_Extrait fourni_:

+ + + + +

Mais Rhéauna, a-t-elle sa place ? Heureusement que oui ! Mes meilleurs moments, je les ai passés en sa compagnie à la regarder prendre soin d'un bébé d'un an, Théo, comme une tendre et attentionnée deuxième mère. Sa mère lui a tout de suite expliqué ce que Rhéauna avait instantanément deviné ; elle est là pour garder son demi frère pendant que sa mère travaille dans un Café chantant.

Mais revenons en ville. Tous les prétextes sont bons pour la traverser. C’est un des grands intérêts du roman, visiter Montréal de 1912 à 1914 par les yeux de la mère, et deux ans plus tard, par ceux de la fille. Cette fresque en mouvement livre des détails captivants pour qui, par exemple, n’a jamais vu s’approcher un p’tit char (tramway) : « Une énorme machine de métal vert et jaune s’approche en crachant des étincelles. La porte s’ouvre en grinçant, un marchepied en fer forgé se présente à elle ».

Ou jamais vu le pivotement d'un p’tit char : "Après avoir fouaillé dans les rails, plus nombreux à cet endroit, à l’aide d’un long levier de métal, le conducteur et le vendeur de tickets poussent en sacrant et en suant sur le côté avant de la machine. Celle-ci se met à tourner sur une plaque de bois vermoulu qui geint et qui craque". Tout au long de cette promenade à travers Montréal, j’ai admiré la fidèle mémoire de Michel Tremblay jusqu’à ce que je découvre la page des remerciements : « Un grand merci à Jean-Claude Pepin dont les recherches sur Montréal entre 1912 et 1914 m’ont été des plus utiles ».

Quel plaisir tout de même de suivre Rhéauna, pas à pas, passant par la Catherine pour se rendre à la gare Windsor, faisant une escale éblouie chez Dupuis & Frères, s’arrêtant ensuite dans un marché pour y découvrir un fruit qu’elle n’a jamais mangé frais « Ça explose aussitôt dans sa bouche, c’est à la fois sucré et suret, la surface de sa langue brûle et se contracte, ça pique et ça chatouille en même temps, ça chauffe, ça râpe, et pourtant c’est délicieux !" (devinez ce fruit que Rhéauna découvre).

Si vous hésitez encore, Rhéauna va vous aider : « C’est moins sucré que dans les boîtes de conserve et pourtant c’est meilleur »
... (ah, vous y voilà !)

J’ai moins aimé que La traversée du continent, tout le monde l’a déjà compris, mais cela ne retire pas un iota à ma hâte au troisième tome « La traversée des sentiments ».

Surtout que moi et les sentiments, on a une relation intense.

dimanche 29 mars 2009

Nos livres voyagent

Oui, nos romans voyagent et pas seulement à l’intérieur de nos valises.

+ + + + +

_Travail à réaliser_:
1/ Traduisez en anglais la phrase suivante de la critique du roman de Michel Tremblay : « C’est un des grands intérêts du roman, visiter Montréal de 1912 à 1914 par les yeux de la mère, et deux ans plus tard, par ceux de la fille. »
2/ Relevez dans l'extrait fourni tous les noms de personnes, réelles ou fictives.
3/ Prolongez le billet intitulé « Nos livres voyagent » à partir de sa dernière phrase.

+ + + + +

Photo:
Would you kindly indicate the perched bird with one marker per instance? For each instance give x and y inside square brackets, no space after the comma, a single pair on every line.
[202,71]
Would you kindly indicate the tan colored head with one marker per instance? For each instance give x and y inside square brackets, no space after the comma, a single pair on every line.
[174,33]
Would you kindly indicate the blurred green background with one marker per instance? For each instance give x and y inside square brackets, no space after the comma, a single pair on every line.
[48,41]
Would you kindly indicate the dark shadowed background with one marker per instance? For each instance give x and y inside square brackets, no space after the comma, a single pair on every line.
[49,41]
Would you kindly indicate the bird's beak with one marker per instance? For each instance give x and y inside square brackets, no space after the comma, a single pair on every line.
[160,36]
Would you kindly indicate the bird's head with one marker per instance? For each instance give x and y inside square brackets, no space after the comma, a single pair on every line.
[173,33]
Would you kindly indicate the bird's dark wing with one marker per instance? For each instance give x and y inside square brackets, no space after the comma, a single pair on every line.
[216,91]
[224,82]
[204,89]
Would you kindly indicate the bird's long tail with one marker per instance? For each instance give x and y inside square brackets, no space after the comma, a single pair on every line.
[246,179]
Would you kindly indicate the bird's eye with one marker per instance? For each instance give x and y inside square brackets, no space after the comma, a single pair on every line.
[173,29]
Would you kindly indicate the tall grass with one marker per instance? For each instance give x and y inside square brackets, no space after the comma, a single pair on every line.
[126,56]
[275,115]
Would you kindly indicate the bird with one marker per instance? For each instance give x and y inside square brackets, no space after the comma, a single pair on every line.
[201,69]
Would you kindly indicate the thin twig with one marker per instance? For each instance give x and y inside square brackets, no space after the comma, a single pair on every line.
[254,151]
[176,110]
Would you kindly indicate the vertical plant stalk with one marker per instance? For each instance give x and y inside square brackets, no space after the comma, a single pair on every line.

+ + + + +

_Réponses par tâche_:
1/ It is one of the novel's great points of interest: visiting Montreal from 1912 to 1914 through the mother's eyes, and two years later, through the daughter's.

2/
- Rhéauna
- Théo
- Michel Tremblay
- Jean-Claude Pepin

3/
Avant d’attaquer ce sujet, je tenais à vous présenter notre dinde sauvage. Euh … c’est la première fois que je fais une telle déclaration et probablement la dernière. C’est qu’une sympathique dinde sauvage est venue se dandiner sous nos mangeoires. Non pas qu’elle veuille, en tant que gros oiseau faire peur aux plus petits, je vous l’ai dit, elle est sympathique, elle aspirait plutôt aux écailles des graines de tournesols noires sur notre neige. Elle fait un tri méticuleux, un peu nerveusement, puisqu’elle ne nous a pas encore, elle, affublé du qualificatif « sympathique ». Ça viendra peut-être puisqu’elle a réalisé que l’appareil photo ne l’a pas mitraillée sur place. Et puis, un tapis noir de graines de tournesol, rien de plus attirant pour un volatile qui a pris l’hiver pour un printemps. Elle aurait traversé la frontière venant du Sud, mais ne se serait pas informée de la température à nos douaniers.

Marc l’a baptisé Betty. Moi, Boop.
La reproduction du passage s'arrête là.